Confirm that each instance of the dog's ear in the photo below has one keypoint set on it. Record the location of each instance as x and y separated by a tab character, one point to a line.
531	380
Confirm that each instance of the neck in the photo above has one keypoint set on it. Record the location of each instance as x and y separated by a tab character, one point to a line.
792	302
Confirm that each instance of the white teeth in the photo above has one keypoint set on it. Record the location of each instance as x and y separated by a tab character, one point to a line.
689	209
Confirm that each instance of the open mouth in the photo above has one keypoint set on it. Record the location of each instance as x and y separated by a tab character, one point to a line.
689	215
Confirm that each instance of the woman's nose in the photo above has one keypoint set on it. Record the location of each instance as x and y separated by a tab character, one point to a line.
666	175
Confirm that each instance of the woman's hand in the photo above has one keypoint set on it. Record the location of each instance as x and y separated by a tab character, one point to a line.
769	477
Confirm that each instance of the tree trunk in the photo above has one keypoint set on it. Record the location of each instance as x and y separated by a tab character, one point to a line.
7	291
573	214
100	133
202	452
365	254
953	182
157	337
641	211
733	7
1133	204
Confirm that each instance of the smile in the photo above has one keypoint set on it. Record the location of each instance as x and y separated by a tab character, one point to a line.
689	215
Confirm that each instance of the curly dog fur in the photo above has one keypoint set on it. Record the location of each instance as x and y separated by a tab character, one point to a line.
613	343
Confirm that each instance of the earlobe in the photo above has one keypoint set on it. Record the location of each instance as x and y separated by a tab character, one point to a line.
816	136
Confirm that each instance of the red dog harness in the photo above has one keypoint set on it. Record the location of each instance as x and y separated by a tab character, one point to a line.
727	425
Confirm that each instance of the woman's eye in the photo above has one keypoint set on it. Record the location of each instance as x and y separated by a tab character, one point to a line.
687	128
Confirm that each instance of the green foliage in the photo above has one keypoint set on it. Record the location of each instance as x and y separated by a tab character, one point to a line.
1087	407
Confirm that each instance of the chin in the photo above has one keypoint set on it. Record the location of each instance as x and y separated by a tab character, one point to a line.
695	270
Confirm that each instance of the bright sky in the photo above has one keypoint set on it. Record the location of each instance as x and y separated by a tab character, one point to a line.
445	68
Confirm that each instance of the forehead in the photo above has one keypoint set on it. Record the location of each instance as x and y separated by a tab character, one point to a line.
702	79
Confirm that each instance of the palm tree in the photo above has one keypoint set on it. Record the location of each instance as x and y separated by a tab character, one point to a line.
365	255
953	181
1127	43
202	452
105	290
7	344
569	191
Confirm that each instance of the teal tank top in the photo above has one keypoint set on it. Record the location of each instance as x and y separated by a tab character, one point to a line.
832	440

» DO THIS: Retype all of the material above with every character intact.

» SOLVED PROBLEM:
Confirm that each instance of the dog's ear in the photo below has one keypoint set on it. Record the location of each instance as x and y separated by a tab character, one point to a line.
531	380
Confirm that each instance of the neck in the photo above has one keypoint set on it. Record the location of each instance as x and y separated by a tab character, one point to a line.
792	302
Confirm that each instance of the white teeth in the photo above has one keypoint set on it. Record the location of each instance as x and y separated by a tab character, one point to a line.
689	209
Confirm that each instance of the open mouth in the photo above has one keypoint set on it. Record the location of each instance as x and y separated by a tab character, one point to a line.
689	215
Confirm that each instance of the woman's nose in the photo above has one keypoint set on it. Record the location of each instance as x and y separated by a tab character, one point to a line.
666	175
Confirm that each instance of the woman's hand in the photo above has one keypoint set on it. Record the location of each instance as x and y separated by a tab character, one point to a line.
769	477
Confirm that each instance of the tree trunk in the photo above has one keypoint set on it. Record the location of each instance as x and y separated by a tab character, one point to a line.
7	291
573	214
100	133
202	452
365	254
953	182
157	337
641	211
733	7
1133	204
Confirm that each instance of the smile in the photo above has one keypoint set on it. Record the location of each instance as x and y separated by a tab character, one point to a line.
689	215
Confirm that each instance of the curly dog fur in the photo above has one keypoint set on it. Record the location of each instance as x and y separated by a tab character, one point to a line.
613	343
Confirm that each instance of the earlobe in the photo above has one keypoint set on it. Record the location of each instance as x and y separated by a tab character, one point to a line.
816	136
Confirm that each instance of the red dog harness in the photo above has one keypoint set on it. Record the location of each instance as x and y separated by a tab character, one point to a line.
727	425
Confirm that each instance of the woman's eye in the photo above has one keypoint set on it. Record the location of each instance as x and y separated by a tab character, one point to a line.
687	128
Confirm that each instance of the green foliage in the photo above has one keypoint set on it. Record the location of each instance as x and y separated by a tab character, one point to a line.
1087	407
Confirm that each instance of the chin in the photo above has one keypoint set on it. Record the location of each instance as x and y separated by a tab character, one point to a line.
695	270
Confirm that each instance of the bright sky in the photo above has one keypoint set on it. Record the location of each instance as x and y separated by a tab character, one point to a line.
445	68
Confirm that each instance of the forehead in the photo above has one keypoint set on it. Record the location of each instance as x and y separated by a tab character, one point to a line.
702	79
Confirm that each instance of the palm tree in the photo above has one keypoint set on it. Record the location of each instance as x and y separated by a tab character, one point to a line.
365	255
953	181
1127	43
202	452
105	290
7	344
569	191
Confirm that each instance of the teal tank top in the photo above has one keypoint set on it. Record the location of each instance as x and y separated by a tab character, one point to a line.
832	440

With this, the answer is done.